___ INFORMATION PROVIDED

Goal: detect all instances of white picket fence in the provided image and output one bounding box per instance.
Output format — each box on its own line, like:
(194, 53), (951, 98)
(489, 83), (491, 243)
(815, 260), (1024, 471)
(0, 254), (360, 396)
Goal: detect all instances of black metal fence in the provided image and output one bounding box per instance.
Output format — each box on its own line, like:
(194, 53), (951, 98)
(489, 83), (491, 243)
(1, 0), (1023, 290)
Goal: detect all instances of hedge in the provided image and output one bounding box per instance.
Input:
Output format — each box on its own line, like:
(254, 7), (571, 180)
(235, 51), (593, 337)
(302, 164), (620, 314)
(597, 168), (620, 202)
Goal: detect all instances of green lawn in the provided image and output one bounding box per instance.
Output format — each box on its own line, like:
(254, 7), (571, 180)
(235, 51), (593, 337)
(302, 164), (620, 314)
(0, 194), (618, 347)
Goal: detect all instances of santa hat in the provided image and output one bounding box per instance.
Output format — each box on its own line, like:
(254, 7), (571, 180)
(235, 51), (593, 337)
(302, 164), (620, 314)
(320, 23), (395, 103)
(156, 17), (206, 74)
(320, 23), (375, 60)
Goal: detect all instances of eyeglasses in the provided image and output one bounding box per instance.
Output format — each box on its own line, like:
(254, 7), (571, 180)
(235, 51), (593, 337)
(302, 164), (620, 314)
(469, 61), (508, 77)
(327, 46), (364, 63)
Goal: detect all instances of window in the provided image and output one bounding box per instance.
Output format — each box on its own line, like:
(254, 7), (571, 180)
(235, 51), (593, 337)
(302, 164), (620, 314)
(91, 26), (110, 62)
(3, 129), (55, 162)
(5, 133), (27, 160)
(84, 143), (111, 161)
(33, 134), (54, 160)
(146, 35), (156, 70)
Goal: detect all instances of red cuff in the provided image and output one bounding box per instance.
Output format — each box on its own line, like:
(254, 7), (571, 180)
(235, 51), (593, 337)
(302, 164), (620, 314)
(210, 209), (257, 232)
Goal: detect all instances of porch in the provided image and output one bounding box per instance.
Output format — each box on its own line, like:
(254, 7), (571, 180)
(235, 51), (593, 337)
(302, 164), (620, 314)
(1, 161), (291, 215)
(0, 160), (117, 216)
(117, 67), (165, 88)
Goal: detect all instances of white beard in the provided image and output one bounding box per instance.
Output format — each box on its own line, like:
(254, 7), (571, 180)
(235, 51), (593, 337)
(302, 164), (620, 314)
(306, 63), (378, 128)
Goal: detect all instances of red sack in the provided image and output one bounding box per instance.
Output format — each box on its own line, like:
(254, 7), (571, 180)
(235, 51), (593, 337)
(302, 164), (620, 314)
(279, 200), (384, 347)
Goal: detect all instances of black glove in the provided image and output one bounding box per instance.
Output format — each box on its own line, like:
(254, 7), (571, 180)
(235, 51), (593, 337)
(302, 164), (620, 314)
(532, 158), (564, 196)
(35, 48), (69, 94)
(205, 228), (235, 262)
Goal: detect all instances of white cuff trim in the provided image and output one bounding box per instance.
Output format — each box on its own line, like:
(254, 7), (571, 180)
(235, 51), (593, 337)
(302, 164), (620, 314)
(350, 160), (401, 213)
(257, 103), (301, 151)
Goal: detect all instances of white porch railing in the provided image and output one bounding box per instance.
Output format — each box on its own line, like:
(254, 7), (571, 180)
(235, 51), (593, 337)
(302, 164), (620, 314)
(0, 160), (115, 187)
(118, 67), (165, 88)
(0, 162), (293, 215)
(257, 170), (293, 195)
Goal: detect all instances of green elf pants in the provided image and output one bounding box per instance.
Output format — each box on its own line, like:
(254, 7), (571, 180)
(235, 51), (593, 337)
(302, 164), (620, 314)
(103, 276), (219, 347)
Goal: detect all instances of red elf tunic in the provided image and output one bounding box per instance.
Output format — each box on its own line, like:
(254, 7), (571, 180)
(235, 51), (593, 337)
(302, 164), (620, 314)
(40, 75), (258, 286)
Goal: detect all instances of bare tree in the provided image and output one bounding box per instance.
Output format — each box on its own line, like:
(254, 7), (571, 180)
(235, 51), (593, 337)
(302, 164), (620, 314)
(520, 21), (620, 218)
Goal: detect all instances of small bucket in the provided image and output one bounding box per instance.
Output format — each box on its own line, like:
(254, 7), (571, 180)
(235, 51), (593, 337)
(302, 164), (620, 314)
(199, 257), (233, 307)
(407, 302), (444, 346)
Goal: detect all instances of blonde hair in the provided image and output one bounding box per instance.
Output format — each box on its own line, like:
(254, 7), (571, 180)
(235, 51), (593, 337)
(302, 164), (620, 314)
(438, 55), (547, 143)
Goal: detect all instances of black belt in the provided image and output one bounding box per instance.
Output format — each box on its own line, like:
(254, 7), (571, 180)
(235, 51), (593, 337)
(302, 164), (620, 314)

______

## TASK INSTRUCTIONS
From the entries, copy out each line containing the word "fence".

## EXERCISE SOLUTION
Goal: detect all instances of white picket fence in the provided image and output one bounding box per instance.
Goal: detect all instances of black metal fence in the provided image and output one bounding box per instance.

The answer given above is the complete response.